---------- SUPPLIED ENTRIES ----------
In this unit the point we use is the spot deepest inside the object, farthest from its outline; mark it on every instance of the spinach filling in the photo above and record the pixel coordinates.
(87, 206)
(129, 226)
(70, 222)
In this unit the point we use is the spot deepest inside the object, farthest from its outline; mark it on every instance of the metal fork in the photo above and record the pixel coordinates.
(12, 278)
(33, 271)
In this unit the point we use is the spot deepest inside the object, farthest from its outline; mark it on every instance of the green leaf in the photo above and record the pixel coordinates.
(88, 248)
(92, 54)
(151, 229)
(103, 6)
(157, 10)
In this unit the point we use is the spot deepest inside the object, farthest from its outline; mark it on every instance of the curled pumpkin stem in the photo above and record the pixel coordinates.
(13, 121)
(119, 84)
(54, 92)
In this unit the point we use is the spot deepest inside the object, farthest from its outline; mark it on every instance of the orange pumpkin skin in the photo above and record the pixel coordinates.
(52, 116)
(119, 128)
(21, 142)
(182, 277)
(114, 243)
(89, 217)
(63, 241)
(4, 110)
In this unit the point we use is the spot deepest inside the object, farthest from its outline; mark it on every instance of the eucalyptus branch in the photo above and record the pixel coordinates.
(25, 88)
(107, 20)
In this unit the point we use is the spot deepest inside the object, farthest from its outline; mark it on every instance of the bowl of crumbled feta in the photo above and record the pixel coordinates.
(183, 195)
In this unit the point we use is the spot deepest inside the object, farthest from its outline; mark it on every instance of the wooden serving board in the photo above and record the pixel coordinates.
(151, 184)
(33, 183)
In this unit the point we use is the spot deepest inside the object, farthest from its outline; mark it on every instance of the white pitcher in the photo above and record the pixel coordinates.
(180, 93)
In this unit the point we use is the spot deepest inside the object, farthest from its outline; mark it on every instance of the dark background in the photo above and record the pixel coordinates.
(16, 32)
----------
■ WRITTEN INSTRUCTION
Please give back all of the records exactly as written.

■ RESULT FOR THIS TASK
In this unit the point we use is the spot deepest inside the object, farthest from its outline; mark it on every instance of the spinach filling in the photo above and record the pixel coordinates.
(87, 206)
(129, 226)
(70, 222)
In this unit the point we use is the spot deepest inside the object, farthest from its outline; mark it on every instance of the metal fork in the photo above and record the pixel coordinates.
(12, 278)
(33, 271)
In this unit the point we use is the spot deepest inside the object, farthest from its outline; mark it on every instance of the green leaf in the photo above and record the pixel coordinates.
(88, 248)
(92, 54)
(151, 229)
(103, 6)
(157, 10)
In this unit the point we use is the spot deepest inside the object, farthest from its outline; mark it on every instance of the curled pumpkin stem in the photo above and record the pixel coordinates.
(13, 121)
(119, 84)
(54, 92)
In this unit the point we use is the spot deepest inside the object, farthest from its outline; mark it on every instance of the orange pumpkin skin in the photo above and record the pixel coordinates.
(52, 116)
(119, 128)
(21, 142)
(182, 277)
(114, 243)
(89, 217)
(63, 241)
(4, 110)
In this unit the point we use is the spot deepest inside the object, farthest from its outline; mark it on every instance of the eucalyptus branch in the photo above and record the pixel coordinates.
(25, 88)
(107, 20)
In this unit the point we use is the spot deepest inside the object, farthest from its outline; mark it on every instance of the bowl of crumbled feta in the photo above and record the pixel coordinates.
(183, 195)
In this unit the point we use is the spot deepest inside the object, farthest from its outline; mark it on every instance of the wooden serving board in the photo above and record the pixel coordinates.
(151, 184)
(33, 183)
In this unit the point we use is the spot deepest inside the object, farthest from its outline; mark it on every instance of the white pitcher in the photo above and record the pixel coordinates.
(180, 93)
In this unit the point we use is the spot deepest inside the object, farthest from its outline; mark it on every instance of the dark background in the photo above and record the pixel coordinates.
(16, 32)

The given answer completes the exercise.